■ WHAT IS REQUIRED
Convert every line of the listing below into a Markdown table with the columns Row and Listing line, numbering the rows in order and leaving out blank lines.

■ GIVEN RECORDS
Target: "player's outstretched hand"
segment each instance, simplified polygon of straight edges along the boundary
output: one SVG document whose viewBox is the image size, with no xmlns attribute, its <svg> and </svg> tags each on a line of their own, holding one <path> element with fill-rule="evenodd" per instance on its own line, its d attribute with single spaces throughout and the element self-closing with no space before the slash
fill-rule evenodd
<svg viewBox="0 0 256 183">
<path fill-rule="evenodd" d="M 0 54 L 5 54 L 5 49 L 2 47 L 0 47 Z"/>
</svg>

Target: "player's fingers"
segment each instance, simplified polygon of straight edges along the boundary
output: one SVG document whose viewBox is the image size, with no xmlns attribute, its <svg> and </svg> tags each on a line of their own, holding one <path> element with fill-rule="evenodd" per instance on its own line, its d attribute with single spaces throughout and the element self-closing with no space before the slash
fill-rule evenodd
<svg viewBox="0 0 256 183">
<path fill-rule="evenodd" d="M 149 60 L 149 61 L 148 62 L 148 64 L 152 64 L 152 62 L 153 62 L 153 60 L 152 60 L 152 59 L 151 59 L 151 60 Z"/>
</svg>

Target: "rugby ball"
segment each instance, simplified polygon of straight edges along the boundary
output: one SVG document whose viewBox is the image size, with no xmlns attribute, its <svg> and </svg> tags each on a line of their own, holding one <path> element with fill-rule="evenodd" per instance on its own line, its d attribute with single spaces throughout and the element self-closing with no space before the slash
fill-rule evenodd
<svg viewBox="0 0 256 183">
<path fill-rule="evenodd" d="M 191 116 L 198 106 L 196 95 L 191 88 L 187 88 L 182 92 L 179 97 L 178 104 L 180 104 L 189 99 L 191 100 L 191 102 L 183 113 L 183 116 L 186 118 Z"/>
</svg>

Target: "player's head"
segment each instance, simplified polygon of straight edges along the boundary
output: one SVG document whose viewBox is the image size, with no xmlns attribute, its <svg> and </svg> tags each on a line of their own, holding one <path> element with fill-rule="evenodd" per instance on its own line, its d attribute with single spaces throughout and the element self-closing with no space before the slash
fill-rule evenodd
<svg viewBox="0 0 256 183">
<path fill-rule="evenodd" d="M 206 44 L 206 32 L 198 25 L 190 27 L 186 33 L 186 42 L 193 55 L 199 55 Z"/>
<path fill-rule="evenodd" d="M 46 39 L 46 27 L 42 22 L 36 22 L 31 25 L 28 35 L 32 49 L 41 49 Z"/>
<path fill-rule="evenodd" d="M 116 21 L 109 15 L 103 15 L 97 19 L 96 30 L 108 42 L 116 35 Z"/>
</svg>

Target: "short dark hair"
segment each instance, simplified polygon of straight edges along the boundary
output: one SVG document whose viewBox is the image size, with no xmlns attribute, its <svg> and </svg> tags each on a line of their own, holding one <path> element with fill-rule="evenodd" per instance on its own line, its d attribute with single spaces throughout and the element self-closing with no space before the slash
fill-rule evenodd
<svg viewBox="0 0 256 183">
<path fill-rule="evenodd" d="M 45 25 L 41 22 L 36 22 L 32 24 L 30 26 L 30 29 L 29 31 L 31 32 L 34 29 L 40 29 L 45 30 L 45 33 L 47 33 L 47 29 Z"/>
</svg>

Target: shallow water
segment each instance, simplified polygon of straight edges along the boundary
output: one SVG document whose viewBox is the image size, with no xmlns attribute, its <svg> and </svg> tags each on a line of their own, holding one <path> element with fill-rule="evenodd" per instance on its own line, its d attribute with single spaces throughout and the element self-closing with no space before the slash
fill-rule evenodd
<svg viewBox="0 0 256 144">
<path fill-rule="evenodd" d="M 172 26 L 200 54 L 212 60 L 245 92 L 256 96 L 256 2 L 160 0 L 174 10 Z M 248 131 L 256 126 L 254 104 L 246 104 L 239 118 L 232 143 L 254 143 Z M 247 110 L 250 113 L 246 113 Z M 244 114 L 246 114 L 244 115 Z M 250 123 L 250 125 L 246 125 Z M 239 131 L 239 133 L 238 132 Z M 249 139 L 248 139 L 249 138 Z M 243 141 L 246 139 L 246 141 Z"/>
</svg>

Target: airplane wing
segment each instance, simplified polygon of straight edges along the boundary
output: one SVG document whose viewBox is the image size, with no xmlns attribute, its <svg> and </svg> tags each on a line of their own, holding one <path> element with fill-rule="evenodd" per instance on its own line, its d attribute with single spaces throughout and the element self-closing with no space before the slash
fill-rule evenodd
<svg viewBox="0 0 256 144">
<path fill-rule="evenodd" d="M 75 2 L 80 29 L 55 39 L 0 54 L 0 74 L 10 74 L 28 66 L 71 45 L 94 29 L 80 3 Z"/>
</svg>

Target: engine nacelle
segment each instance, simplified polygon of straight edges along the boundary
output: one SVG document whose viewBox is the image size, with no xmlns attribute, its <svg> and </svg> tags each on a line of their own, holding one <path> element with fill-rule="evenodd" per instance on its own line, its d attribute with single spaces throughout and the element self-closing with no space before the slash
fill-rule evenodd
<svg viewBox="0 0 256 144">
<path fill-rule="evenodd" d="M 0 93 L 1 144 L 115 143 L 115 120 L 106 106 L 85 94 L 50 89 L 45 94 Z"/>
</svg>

■ COMPLETED TASK
| Row | Listing line |
|---|---|
| 1 | Target: "player's outstretched hand" |
| 2 | segment each instance, simplified polygon of straight edges along the boundary |
| 3 | output: one SVG document whose viewBox is the image size, with no xmlns attribute, its <svg> and </svg> tags each on a line of their own, holding one <path> element with fill-rule="evenodd" per instance on its own line, its d attribute with single spaces throughout and the element self-closing with no space before the slash |
| 4 | fill-rule evenodd |
| 5 | <svg viewBox="0 0 256 183"> |
| 6 | <path fill-rule="evenodd" d="M 0 54 L 5 54 L 5 49 L 2 47 L 0 47 Z"/> |
| 7 | </svg> |
| 8 | Target: "player's fingers" |
| 9 | segment each instance, simplified polygon of straight edges along the boundary |
| 10 | output: one SVG document whose viewBox is the image size, with no xmlns attribute, its <svg> and </svg> tags each on a line of their own, holding one <path> element with fill-rule="evenodd" per instance on its own line, its d attribute with single spaces throughout and the element self-closing with no space before the slash |
| 11 | fill-rule evenodd |
| 12 | <svg viewBox="0 0 256 183"> |
| 13 | <path fill-rule="evenodd" d="M 149 60 L 149 61 L 148 62 L 148 64 L 152 64 L 152 62 L 153 62 L 153 60 L 152 60 L 152 59 L 151 59 L 151 60 Z"/> |
| 14 | </svg> |
| 15 | Target: "rugby ball" |
| 16 | segment each instance, simplified polygon of straight edges along the boundary |
| 17 | output: one SVG document whose viewBox is the image size, with no xmlns attribute, its <svg> and </svg> tags each on a line of their own, holding one <path> element with fill-rule="evenodd" per instance on its own line, its d attribute with single spaces throughout and the element self-closing with no space before the slash |
| 18 | fill-rule evenodd |
| 19 | <svg viewBox="0 0 256 183"> |
| 20 | <path fill-rule="evenodd" d="M 191 116 L 198 106 L 196 95 L 191 88 L 187 88 L 182 92 L 179 97 L 178 104 L 180 104 L 189 99 L 191 100 L 191 102 L 183 113 L 183 116 L 186 118 Z"/> |
| 21 | </svg> |
| 22 | Target: "player's head" |
| 23 | segment each instance, simplified polygon of straight edges along the boundary |
| 24 | output: one SVG document whose viewBox is the image size, with no xmlns attribute, its <svg> and </svg> tags each on a line of their own, holding one <path> element with fill-rule="evenodd" per instance on its own line, its d attribute with single spaces throughout and the element self-closing with no space before the slash |
| 25 | fill-rule evenodd |
| 26 | <svg viewBox="0 0 256 183"> |
| 27 | <path fill-rule="evenodd" d="M 206 44 L 206 32 L 198 25 L 190 27 L 186 33 L 186 42 L 193 55 L 199 55 Z"/> |
| 28 | <path fill-rule="evenodd" d="M 46 39 L 46 27 L 42 22 L 36 22 L 31 25 L 28 35 L 32 49 L 41 49 Z"/> |
| 29 | <path fill-rule="evenodd" d="M 116 21 L 109 15 L 103 15 L 97 19 L 96 30 L 108 42 L 116 35 Z"/> |
| 30 | </svg> |
| 31 | Target: "short dark hair" |
| 32 | segment each instance, simplified polygon of straight edges along the boundary |
| 33 | output: one SVG document whose viewBox is the image size, with no xmlns attribute, its <svg> and </svg> tags each on a line of their own, holding one <path> element with fill-rule="evenodd" per instance on its own line, its d attribute with single spaces throughout and the element self-closing with no space before the slash |
| 34 | fill-rule evenodd |
| 35 | <svg viewBox="0 0 256 183"> |
| 36 | <path fill-rule="evenodd" d="M 45 25 L 41 22 L 36 22 L 32 24 L 30 26 L 30 29 L 29 31 L 31 32 L 34 29 L 40 29 L 45 30 L 45 33 L 47 33 L 47 29 Z"/> |
| 37 | </svg> |
| 38 | Target: shallow water |
| 39 | segment each instance, simplified polygon of straight edges along the boundary |
| 40 | output: one SVG document whose viewBox is the image size, with no xmlns attribute, its <svg> and </svg> tags each on a line of their own, holding one <path> element with fill-rule="evenodd" per instance on its own line, its d attribute with single spaces throughout and the element self-closing with no space before the slash |
| 41 | fill-rule evenodd |
| 42 | <svg viewBox="0 0 256 144"> |
| 43 | <path fill-rule="evenodd" d="M 172 26 L 200 54 L 212 60 L 245 92 L 256 96 L 256 2 L 160 0 L 174 10 Z M 248 131 L 256 126 L 254 104 L 246 104 L 239 118 L 232 143 L 254 143 Z M 247 110 L 250 113 L 246 113 Z M 244 114 L 246 114 L 244 115 Z M 250 123 L 250 125 L 246 125 Z M 239 131 L 239 133 L 238 132 Z M 249 139 L 248 139 L 249 138 Z M 243 141 L 246 139 L 246 141 Z"/> |
| 44 | </svg> |
| 45 | Target: airplane wing |
| 46 | segment each instance, simplified polygon of straight edges along the boundary |
| 47 | output: one SVG document whose viewBox is the image size, with no xmlns attribute, its <svg> and </svg> tags each on a line of their own, holding one <path> element with fill-rule="evenodd" per instance on its own line, its d attribute with single spaces throughout and the element self-closing with no space before the slash |
| 48 | fill-rule evenodd |
| 49 | <svg viewBox="0 0 256 144"> |
| 50 | <path fill-rule="evenodd" d="M 75 2 L 80 29 L 55 39 L 0 54 L 0 74 L 10 74 L 28 66 L 71 45 L 94 29 L 80 3 Z"/> |
| 51 | </svg> |
| 52 | Target: engine nacelle |
| 53 | segment each instance, simplified polygon of straight edges along the boundary |
| 54 | output: one SVG document whose viewBox is the image size, with no xmlns attribute, its <svg> and </svg> tags each on a line of their own, holding one <path> element with fill-rule="evenodd" per instance on its own line, its d attribute with single spaces throughout and the element self-closing with no space before the slash |
| 55 | fill-rule evenodd |
| 56 | <svg viewBox="0 0 256 144"> |
| 57 | <path fill-rule="evenodd" d="M 0 93 L 1 144 L 115 143 L 115 120 L 106 106 L 85 94 L 50 89 L 45 94 Z"/> |
| 58 | </svg> |